+++ ENTRIES SUPPLIED

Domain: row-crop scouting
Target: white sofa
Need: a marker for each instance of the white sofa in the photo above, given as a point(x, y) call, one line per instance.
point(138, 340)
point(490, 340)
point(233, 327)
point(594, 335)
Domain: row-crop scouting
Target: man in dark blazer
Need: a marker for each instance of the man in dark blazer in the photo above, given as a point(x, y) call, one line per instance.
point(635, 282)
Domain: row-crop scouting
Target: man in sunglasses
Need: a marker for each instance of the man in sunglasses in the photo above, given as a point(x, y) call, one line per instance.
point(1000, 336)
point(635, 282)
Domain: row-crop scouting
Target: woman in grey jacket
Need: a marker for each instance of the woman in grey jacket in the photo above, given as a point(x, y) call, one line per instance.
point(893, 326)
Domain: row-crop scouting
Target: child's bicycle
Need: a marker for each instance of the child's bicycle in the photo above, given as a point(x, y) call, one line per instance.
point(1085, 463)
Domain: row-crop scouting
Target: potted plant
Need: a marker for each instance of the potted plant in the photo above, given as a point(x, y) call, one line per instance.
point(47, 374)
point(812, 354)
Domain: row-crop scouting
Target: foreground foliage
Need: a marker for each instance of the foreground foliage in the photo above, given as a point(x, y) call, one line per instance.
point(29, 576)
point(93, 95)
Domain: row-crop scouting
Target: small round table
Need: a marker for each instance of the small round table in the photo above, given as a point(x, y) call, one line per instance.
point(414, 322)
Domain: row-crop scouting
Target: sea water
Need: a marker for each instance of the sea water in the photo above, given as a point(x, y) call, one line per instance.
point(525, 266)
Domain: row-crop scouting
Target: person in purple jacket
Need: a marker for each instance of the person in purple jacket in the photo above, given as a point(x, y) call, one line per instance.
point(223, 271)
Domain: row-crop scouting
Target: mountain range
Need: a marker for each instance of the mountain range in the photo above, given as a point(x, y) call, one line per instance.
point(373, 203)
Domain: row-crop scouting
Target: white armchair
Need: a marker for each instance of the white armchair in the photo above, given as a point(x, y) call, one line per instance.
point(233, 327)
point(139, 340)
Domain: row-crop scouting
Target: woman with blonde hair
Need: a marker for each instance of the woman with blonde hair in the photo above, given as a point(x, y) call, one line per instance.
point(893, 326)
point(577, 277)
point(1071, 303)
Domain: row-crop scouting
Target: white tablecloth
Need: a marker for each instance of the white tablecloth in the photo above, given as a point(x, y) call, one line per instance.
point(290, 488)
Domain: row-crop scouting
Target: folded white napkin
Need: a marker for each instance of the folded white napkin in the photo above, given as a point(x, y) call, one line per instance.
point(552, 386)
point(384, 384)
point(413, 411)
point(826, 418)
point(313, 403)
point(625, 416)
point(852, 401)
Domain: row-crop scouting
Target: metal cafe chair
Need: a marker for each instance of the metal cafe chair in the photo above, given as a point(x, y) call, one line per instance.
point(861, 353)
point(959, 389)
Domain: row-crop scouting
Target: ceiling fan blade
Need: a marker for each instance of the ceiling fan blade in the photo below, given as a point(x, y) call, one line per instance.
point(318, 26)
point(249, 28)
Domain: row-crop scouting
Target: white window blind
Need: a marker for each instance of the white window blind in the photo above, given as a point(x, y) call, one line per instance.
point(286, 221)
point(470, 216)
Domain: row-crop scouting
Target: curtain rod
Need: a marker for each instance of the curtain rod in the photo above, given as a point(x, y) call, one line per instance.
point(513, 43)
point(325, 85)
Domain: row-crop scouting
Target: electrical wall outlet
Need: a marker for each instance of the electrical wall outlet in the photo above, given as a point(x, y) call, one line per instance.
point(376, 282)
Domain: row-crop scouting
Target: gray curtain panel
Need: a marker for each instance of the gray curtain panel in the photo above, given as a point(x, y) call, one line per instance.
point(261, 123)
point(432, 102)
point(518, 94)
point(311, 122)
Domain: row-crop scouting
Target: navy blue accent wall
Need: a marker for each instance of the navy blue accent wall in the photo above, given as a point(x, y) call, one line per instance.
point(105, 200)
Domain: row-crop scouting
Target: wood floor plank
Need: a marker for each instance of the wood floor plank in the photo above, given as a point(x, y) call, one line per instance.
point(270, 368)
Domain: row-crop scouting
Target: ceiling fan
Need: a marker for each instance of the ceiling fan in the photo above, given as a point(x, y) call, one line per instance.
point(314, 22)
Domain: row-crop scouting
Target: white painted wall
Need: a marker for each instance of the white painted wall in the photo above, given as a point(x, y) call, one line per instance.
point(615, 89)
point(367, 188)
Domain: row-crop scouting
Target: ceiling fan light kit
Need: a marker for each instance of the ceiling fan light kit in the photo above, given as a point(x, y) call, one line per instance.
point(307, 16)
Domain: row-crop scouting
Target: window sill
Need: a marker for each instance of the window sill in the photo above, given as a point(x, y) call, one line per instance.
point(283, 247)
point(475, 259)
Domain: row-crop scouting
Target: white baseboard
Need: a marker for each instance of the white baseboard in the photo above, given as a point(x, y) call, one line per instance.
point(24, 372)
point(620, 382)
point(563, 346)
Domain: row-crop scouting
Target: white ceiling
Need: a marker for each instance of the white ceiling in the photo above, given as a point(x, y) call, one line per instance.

++++++

◆ **TASK TO CARRY OUT**:
Reproduce the complete data exactly as presented above.

◆ **CORRECT ANSWER**:
Domain: row-crop scouting
Target: white sofa
Need: a marker for each instance of the white sofa in the photo above, given as a point(x, y) call, one line per instance.
point(138, 340)
point(490, 340)
point(233, 327)
point(594, 335)
Domain: row-crop scouting
Target: man in dark blazer
Need: a marker for each instance of the man in dark blazer in the photo above, given as a point(x, y) call, one line per instance.
point(635, 282)
Domain: row-crop scouting
Target: man in sunglasses
Need: a marker for each instance of the man in sunglasses in the photo above, given as a point(x, y) call, one line per instance.
point(1000, 336)
point(635, 282)
Domain: row-crop scouting
Target: woman in grey jacket
Need: a marker for each instance of the woman in grey jacket in the photo above, given as a point(x, y) call, one line per instance.
point(893, 326)
Domain: row-crop scouting
Target: child's bicycle
Need: a marker for each instance of the child's bicycle in the photo above, given as a point(x, y) call, one line per instance.
point(1085, 463)
Domain: row-crop scouting
Target: potted plant
Need: a marker for each instance of the potted plant in the photo above, given as a point(x, y) call, one line per instance.
point(47, 374)
point(812, 354)
Domain: row-crop scouting
Target: foreground foliage
Need: a marker for each instance of the foreground foliage in the photo above, given as a point(x, y) call, one line per instance.
point(29, 576)
point(93, 95)
Domain: row-crop scouting
Target: small round table
Need: a marker for each instance of the small round table in the photo above, given as a point(x, y) call, one line per instance.
point(414, 322)
Domain: row-crop scouting
Target: sea water
Need: a marker for each instance of the sea water in the photo above, given as a point(x, y) call, one line per instance.
point(525, 266)
Domain: row-crop scouting
Target: person in purple jacket
Need: a marker for each instance of the person in purple jacket in the photo above, given as a point(x, y) call, one line per instance.
point(223, 271)
Domain: row-crop scouting
Target: mountain range
Need: a marker for each instance of the mountain range in the photo above, given as a point(x, y) call, one line per instance.
point(373, 203)
Domain: row-crop scouting
Target: white armchair
Need: a marker for each instance of the white armchair in the photo above, given as a point(x, y) call, one line per instance.
point(233, 327)
point(139, 340)
Domain: row-crop scouting
Target: woman with blonde hair
Need: a marker for each instance of the woman with blonde hair in the photo above, given as a point(x, y) call, one line per instance.
point(893, 326)
point(577, 277)
point(1071, 303)
Domain: row-crop scouting
Target: white tablecloth
Need: a marker for each instance of the white tablecloth in the photo above, given as a point(x, y) call, one line per instance.
point(290, 488)
Domain: row-crop scouting
Target: folded white napkin
Need: a marker for each instance of the folded white napkin in the photo above, given as a point(x, y) call, one line per instance.
point(552, 386)
point(384, 384)
point(413, 411)
point(826, 418)
point(313, 403)
point(625, 416)
point(852, 401)
Domain: row-crop scouting
Target: metal cafe chair
Need: a marker for each instance of the metal cafe chair in the photo above, given as a point(x, y) call, one line per instance.
point(861, 353)
point(959, 389)
Domain: row-crop scouting
Target: ceiling fan blade
Need: a marker for each instance of the ceiling fan blade in the photo below, given as a point(x, y) call, one line per instance.
point(318, 26)
point(249, 28)
Domain: row-crop scouting
Target: white window blind
Need: a marker for each instance of the white window blind in the photo above, given as a point(x, y) call, one line per instance.
point(286, 221)
point(470, 216)
Domain: row-crop scouting
Target: curtain rod
Need: a marker for each instance of the curtain rod in the photo above, given as a point(x, y) call, one line per instance.
point(513, 43)
point(325, 85)
Domain: row-crop scouting
Target: electrical wall outlet
Need: a marker for each instance of the electrical wall outlet in the photo above, given as a point(x, y) call, one line per instance.
point(376, 282)
Domain: row-crop scouting
Target: gray curtain panel
Need: a marker for each instance of the gray curtain panel in the photo above, given as a point(x, y) call, one line per instance.
point(261, 123)
point(432, 102)
point(518, 94)
point(311, 122)
Domain: row-crop scouting
Target: navy blue accent wall
Need: a marker for each instance of the navy blue accent wall in the photo above, given as a point(x, y) call, one line per instance.
point(105, 200)
Domain: row-crop scouting
Target: wood floor plank
Need: a marker for each instance of the wood floor plank in the photo above, given as a point(x, y) call, one line per instance.
point(270, 368)
Domain: row-crop scouting
Target: ceiling fan
Need: a marker for each instance of the ceiling fan in the photo above, given as a point(x, y) call, one line per instance.
point(314, 22)
Domain: row-crop scouting
Target: white painted wall
Need: a marker for each instance of the white painted wall in the photo above, given as a point(x, y) call, one line per instance.
point(615, 89)
point(367, 188)
Domain: row-crop scouting
Target: ceiling fan light kit
Need: a marker for each instance of the ceiling fan light kit in the photo above, given as a point(x, y) call, one line per instance.
point(307, 16)
Domain: row-crop scouting
Target: window sill
Need: a marker for each instance of the window sill in the photo above, given as a point(x, y) call, one line per instance.
point(283, 247)
point(475, 259)
Domain: row-crop scouting
Target: white baseboard
Need: a marker for each instance of the white baseboard in the photo above, given as a point(x, y) call, one line per instance.
point(24, 372)
point(620, 382)
point(563, 346)
Domain: row-crop scouting
Target: white ceiling
Need: a marker for each instance of the white ceiling in the photo above, given as a point(x, y) call, one line per instance.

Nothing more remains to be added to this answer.